**TASK BRIEF:**
The entries below are to be repeated exactly, with the pictures left out.

**STUDY MATERIAL:**

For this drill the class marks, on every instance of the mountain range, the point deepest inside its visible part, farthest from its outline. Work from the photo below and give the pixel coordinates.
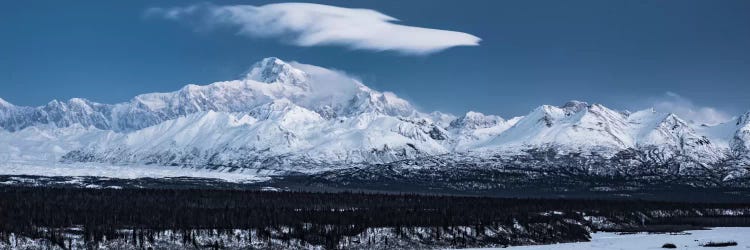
(297, 118)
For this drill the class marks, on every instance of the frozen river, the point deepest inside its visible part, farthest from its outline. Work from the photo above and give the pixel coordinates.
(640, 241)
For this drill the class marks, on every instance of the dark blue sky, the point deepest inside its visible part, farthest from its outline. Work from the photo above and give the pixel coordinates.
(624, 54)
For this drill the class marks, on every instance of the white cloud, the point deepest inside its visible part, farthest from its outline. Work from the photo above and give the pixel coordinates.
(306, 24)
(686, 109)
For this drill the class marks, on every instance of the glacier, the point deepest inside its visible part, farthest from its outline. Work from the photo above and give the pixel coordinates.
(293, 117)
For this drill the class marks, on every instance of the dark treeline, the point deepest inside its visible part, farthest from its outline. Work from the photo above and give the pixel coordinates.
(103, 211)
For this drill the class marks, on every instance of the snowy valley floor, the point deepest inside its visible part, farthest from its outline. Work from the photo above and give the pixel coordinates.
(692, 239)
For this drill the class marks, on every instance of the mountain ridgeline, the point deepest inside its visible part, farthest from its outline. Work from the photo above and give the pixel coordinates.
(298, 118)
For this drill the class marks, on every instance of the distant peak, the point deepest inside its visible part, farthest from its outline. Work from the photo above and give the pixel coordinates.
(743, 119)
(575, 106)
(274, 70)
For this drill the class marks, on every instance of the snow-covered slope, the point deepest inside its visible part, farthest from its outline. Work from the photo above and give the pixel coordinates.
(293, 116)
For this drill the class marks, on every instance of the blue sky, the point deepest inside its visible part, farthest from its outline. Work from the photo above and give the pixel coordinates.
(626, 54)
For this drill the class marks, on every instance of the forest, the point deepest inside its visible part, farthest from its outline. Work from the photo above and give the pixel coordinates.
(73, 218)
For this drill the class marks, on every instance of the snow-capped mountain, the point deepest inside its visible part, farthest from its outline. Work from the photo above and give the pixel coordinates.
(293, 116)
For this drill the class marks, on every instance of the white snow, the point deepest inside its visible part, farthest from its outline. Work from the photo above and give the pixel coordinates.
(641, 241)
(304, 112)
(132, 171)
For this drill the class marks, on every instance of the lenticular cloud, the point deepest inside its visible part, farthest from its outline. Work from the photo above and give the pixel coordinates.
(306, 24)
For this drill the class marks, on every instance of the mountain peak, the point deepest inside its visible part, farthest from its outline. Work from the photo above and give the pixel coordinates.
(274, 70)
(575, 106)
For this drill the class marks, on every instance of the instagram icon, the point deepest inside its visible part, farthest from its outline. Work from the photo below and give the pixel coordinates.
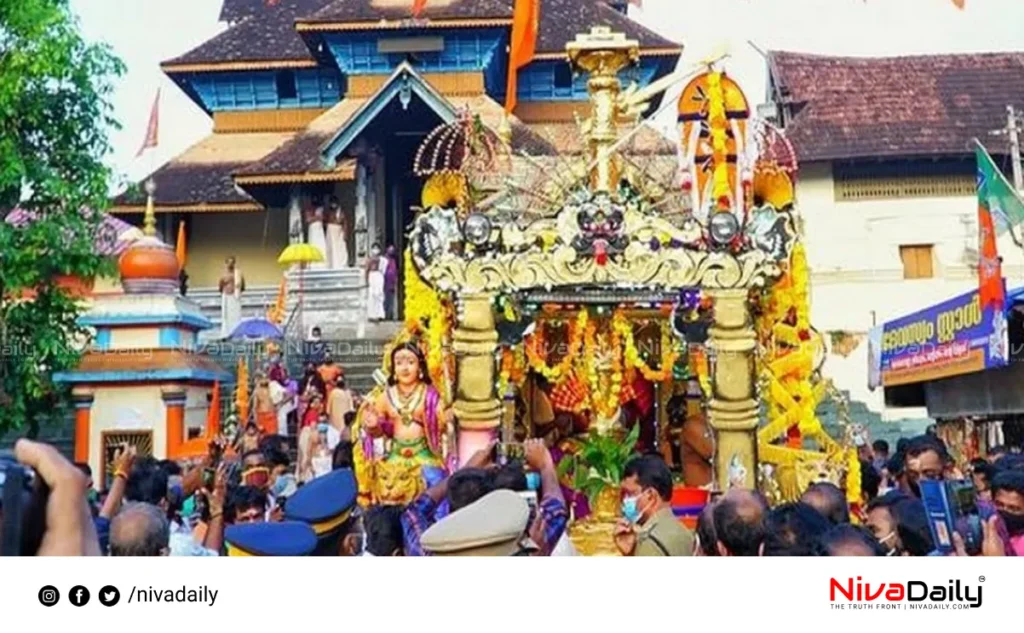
(48, 595)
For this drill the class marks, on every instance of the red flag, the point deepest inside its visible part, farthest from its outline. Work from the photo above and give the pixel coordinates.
(990, 289)
(525, 26)
(152, 130)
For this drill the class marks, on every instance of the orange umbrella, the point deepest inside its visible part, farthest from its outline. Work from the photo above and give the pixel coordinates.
(179, 246)
(242, 392)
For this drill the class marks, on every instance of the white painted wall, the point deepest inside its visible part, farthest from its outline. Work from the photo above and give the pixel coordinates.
(856, 272)
(127, 409)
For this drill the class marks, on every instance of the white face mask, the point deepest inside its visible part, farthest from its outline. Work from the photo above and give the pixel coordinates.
(893, 551)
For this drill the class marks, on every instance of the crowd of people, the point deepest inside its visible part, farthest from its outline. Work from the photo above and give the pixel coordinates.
(487, 508)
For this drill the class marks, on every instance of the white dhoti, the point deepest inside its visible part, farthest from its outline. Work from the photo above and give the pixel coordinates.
(230, 312)
(337, 250)
(318, 239)
(375, 296)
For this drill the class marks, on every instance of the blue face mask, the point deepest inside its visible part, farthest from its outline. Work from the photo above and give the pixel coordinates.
(631, 509)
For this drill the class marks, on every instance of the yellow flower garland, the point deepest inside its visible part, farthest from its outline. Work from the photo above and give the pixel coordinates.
(540, 365)
(604, 406)
(718, 124)
(633, 361)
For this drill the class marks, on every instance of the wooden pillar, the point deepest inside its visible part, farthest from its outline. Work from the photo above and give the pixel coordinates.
(82, 398)
(476, 406)
(174, 401)
(732, 411)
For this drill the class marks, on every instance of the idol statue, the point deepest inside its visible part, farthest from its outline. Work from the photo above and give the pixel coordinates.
(401, 432)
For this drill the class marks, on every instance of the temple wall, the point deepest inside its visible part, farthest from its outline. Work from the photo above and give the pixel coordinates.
(134, 338)
(853, 250)
(126, 409)
(256, 240)
(197, 407)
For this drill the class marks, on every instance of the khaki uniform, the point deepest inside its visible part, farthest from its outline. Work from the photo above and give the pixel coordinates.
(665, 536)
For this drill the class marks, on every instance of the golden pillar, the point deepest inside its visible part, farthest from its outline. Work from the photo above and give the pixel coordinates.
(476, 406)
(733, 407)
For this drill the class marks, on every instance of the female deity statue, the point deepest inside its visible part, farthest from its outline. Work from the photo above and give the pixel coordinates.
(407, 422)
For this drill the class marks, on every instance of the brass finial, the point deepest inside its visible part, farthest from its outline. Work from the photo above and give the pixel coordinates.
(150, 220)
(505, 130)
(602, 53)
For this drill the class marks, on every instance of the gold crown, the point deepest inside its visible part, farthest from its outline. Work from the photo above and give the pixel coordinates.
(410, 334)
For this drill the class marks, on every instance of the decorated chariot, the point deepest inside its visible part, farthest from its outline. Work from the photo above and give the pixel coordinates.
(602, 300)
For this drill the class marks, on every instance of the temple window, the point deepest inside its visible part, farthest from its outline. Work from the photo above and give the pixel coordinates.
(286, 85)
(918, 261)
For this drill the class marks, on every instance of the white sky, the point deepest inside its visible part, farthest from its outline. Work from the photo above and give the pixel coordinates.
(146, 32)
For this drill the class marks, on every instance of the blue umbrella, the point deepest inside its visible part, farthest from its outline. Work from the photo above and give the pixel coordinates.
(256, 329)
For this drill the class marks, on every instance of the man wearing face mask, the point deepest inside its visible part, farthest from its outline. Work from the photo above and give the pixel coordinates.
(648, 526)
(1008, 492)
(927, 460)
(900, 524)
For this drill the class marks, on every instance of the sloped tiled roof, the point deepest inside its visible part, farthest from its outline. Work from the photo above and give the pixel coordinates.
(266, 35)
(301, 154)
(852, 108)
(202, 176)
(350, 11)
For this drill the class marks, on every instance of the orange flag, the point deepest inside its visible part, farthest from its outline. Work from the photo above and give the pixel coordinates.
(213, 415)
(153, 129)
(990, 287)
(525, 26)
(179, 246)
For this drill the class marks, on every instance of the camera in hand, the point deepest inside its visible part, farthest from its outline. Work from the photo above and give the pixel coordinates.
(952, 507)
(23, 508)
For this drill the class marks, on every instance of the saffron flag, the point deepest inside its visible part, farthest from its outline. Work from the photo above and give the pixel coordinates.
(525, 26)
(995, 198)
(179, 246)
(153, 129)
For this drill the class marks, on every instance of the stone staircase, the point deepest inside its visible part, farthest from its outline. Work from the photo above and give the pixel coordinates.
(335, 300)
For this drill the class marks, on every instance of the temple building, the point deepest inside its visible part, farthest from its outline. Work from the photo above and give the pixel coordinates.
(320, 99)
(888, 186)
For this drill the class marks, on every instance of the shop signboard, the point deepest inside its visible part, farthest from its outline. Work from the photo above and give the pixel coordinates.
(954, 337)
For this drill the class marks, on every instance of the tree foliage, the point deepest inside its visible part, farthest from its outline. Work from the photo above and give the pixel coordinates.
(54, 119)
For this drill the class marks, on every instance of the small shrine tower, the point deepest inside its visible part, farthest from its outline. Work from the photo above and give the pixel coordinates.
(143, 382)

**RESULT FOR THIS TASK:**
For this drill the class marks, on every instance of the mountain range, the point deepest inside its visible part, farthest from its outline. Work from the photo below and give the pixel coordinates.
(297, 118)
For this drill the class marks, on every instance of the frozen river, the point deepest inside its visible part, farthest from its outline. Work from the photo above and give the pixel coordinates.
(640, 241)
For this drill the class marks, on every instance of the dark blue sky, the point deepest inside its visible part, farthest from its outline. Work from the photo above and give the pixel coordinates.
(624, 54)
For this drill the class marks, on every instance of the white cloud, the point deepest inside its visible part, farthest from its outline. Work from the photo above and give the pixel coordinates.
(306, 24)
(686, 109)
For this drill the class marks, on every instance of the glacier, the point deepest inside its visible part, farthest from its outline. Work from the photo above and give the pixel coordinates.
(293, 117)
For this drill the class marks, on every instance of the dark treeline, the point deepest inside its visible part, farthest from its outline. Work from the photo above and give the pixel coordinates.
(103, 211)
For this drill the class marks, on every instance of the snowy valley floor, the point deepest inside its visible part, farthest from its outline. Work from the photo above and give the pixel coordinates.
(692, 239)
For this drill the class marks, on every instance of the mountain ridgeline, the point deepest inside its visible part, farthest from its outline. Work from the photo above and give the pixel coordinates.
(298, 118)
For this drill the class marks, on every instance of the distant peak, the point deepest inside its visible part, farthest from its outline. Work from the photo above and give the pixel coordinates.
(743, 119)
(575, 106)
(274, 70)
For this drill the class marks, on every instance of the snow-covered slope, the point deepest inside its visible part, farthest from its outline. Work from the photo above and give the pixel coordinates.
(293, 116)
For this drill the class marks, on every instance of the blue sky, the point deepest inside its visible part, farthest from its outline. Work from the photo above and give the pixel coordinates.
(626, 54)
For this drill the class marks, on every instance of the forest, the point deepest inside its visible part, farthest from its outline. Work from the photo above and give the pixel coordinates.
(73, 218)
For this drill the class marks, on every instance of the snow-capped mountain, the point deepest inside its visible part, farthest from its outline. Work from the photo above and give the pixel coordinates.
(293, 116)
For this drill the class marks, on every instance of the white snow, the point deepest inside its visible part, farthest from its outline. Work from the photo above and give the pixel coordinates.
(641, 241)
(304, 112)
(132, 171)
For this drill the class marks, on every instance of the lenticular cloud, the point deepest inside its visible part, farthest from its outline. Work from the photo above and give the pixel coordinates.
(306, 24)
For this drill the class marks, on every instance of the mountain peak, the point deepest inside its visible part, farthest from its outline. Work from the photo above and give the pixel coordinates.
(274, 70)
(575, 106)
For this drill the class marks, on every instance of the instagram icon, the point deepest inside its visible part, farthest from its outline. Work from the photo below and give the pixel coordinates.
(48, 595)
For this drill the class marks, on every instance of the red flag, the point deepest inside its visible part, farthest from its outline. Work from the photo above and give the pixel coordinates.
(990, 289)
(525, 26)
(152, 130)
For this drill the class marks, on every instance of the orange umbrella, the point deepest inside its visible part, farthest from its outline. Work from the photo above and give the pixel coordinates.
(179, 246)
(242, 392)
For this drill the class marks, on every instance of the white painted wall, the point deepest inside its visible part, farthest from its outline. Work from the photo above and give the pixel coordinates.
(856, 272)
(127, 409)
For this drill the class marks, on every instance of the white face mask, the point deepest inside its visible part, farthest from its outline. Work from the photo above and give the pixel coordinates.
(893, 551)
For this drill the class marks, on every instance of the crowd of people, the point deepest inside its visible part, farthest from its outline. Work from the photo above and give the pixel coordinates.
(487, 508)
For this drill the class marks, on every instance of the white dhoti, the point deepest inside its visible part, farthest from its outline. Work from the photo above and give the pixel coordinates.
(230, 312)
(337, 250)
(318, 239)
(375, 296)
For this drill the class marks, on every instance of the blue face mask, the point deepest inside its visible part, farthest from its outline. Work from the photo above and give the pixel coordinates.
(631, 509)
For this drill the class marks, on every instance of the yellow flower garland, the point deepest inside its visible part, farthest from its outline. Work from the photo above and give the pixel coordinates.
(540, 365)
(604, 406)
(718, 124)
(633, 361)
For this drill the class marks, on every instance of the wooden pillar, the point deepest inside its visible part, farthest from its outline. Work from the photo above and give the pixel coordinates.
(82, 398)
(476, 406)
(174, 401)
(732, 411)
For this drill the class marks, on every instance of the idol statue, the point deepest inside its visible part, farthest from its outline. Work from the photo above and give the pixel coordinates.
(401, 432)
For this drill the class marks, on every instance of the temple wall, the point deepest inside its visible part, farthest from its outline. Work from the photo above and give the pixel coordinates.
(134, 338)
(853, 250)
(126, 409)
(256, 240)
(197, 407)
For this drill the class marks, on every instance of the khaki uniform, the point deepest inside its visible part, farthest from its outline. Work from the photo above and give the pixel coordinates.
(665, 536)
For this drill the class marks, on every instance of the golden pillar, the point deepest inside its visible part, farthest from its outline. Work from the photo above and give the pixel coordinates.
(476, 406)
(733, 407)
For this drill the class marks, on every instance of the female deity statue, the point deepest inside its visible part, farthest from its outline. Work from the photo above and give the pixel coordinates.
(407, 422)
For this drill the class marks, on every instance of the brass finial, the point deepest inside its visible part, farthest from its outline. Work from the photo above and give the pixel coordinates.
(150, 220)
(505, 130)
(602, 53)
For this drill the class marks, on every instance of the gold crown, the point deepest inside its visible part, farthest from its outline. Work from the photo above and give the pixel coordinates.
(410, 334)
For this drill the class marks, on every instance of the decorated chariot, the point deepest inside its visible part, farthest from its outline. Work from the photo above and give the pixel coordinates.
(602, 300)
For this drill the class marks, on every instance of the temple window, the point deepest inside its visible part, farthest from its outline. Work from the photo above and give the pixel coordinates.
(286, 85)
(918, 261)
For this drill the class marks, on every instance of the white sky, the point deepest inside its visible part, farthest from its outline. Work from the photo above and give the pixel coordinates.
(146, 32)
For this drill the class marks, on every instance of the blue umbrella, the point deepest inside its visible part, farthest from its outline. Work from the photo above and give the pixel coordinates.
(256, 329)
For this drill the class marks, on every instance of the man wearing face mask, the point deepest inside its visible part, farthest from its outline. Work from the photo above and give the pixel coordinates.
(648, 526)
(1008, 492)
(927, 460)
(900, 524)
For this drill the class marks, on every instance of the sloped tiled roof, the point deepest inside its visible part, farthest from its outline. Work from the photo above and give the pixel coordinates.
(266, 35)
(301, 154)
(852, 108)
(202, 176)
(350, 11)
For this drill the class marks, on every instance of the orange flag, the point deepest inside its visible part, farthest from its outline. Work from the photo above and give the pixel coordinates.
(213, 415)
(153, 129)
(990, 287)
(525, 26)
(179, 246)
For this drill the class marks, on every instance of the camera in hand, the point deepest inside its visible part, farthest from its outline. Work from the photo above and give the pixel coordinates.
(952, 507)
(23, 508)
For this drill the class marks, on every instance of the saffron flag, the point deepest inside its visible part, farthest from its outline. Work from the photo above and give the pixel coordinates.
(525, 26)
(995, 198)
(179, 246)
(153, 129)
For this drill the class marks, on every instance of the stone staircase, the point deepest inside its visible part, farthest from its outline. Work from the photo above and give the pixel coordinates.
(335, 300)
For this drill the class marks, on every instance of the temple building, the point deepest inside its visible part, farthest from its outline. Work from the photo above and give the pixel coordinates.
(320, 99)
(888, 186)
For this drill the class marks, on every instance of the shop signboard, the point deepest inside its visible part, farthest from its outline. Work from the photo above and give the pixel coordinates.
(954, 337)
For this drill the class marks, on every instance of the tree foliage, the point deepest inside its visible part, farthest from its outline. Work from the photo above and give the pixel coordinates.
(54, 119)
For this drill the class marks, on every instance of the small shrine tower, the point deepest inside its visible part, farthest from its outline. Work from the photo above and give the pixel coordinates.
(143, 382)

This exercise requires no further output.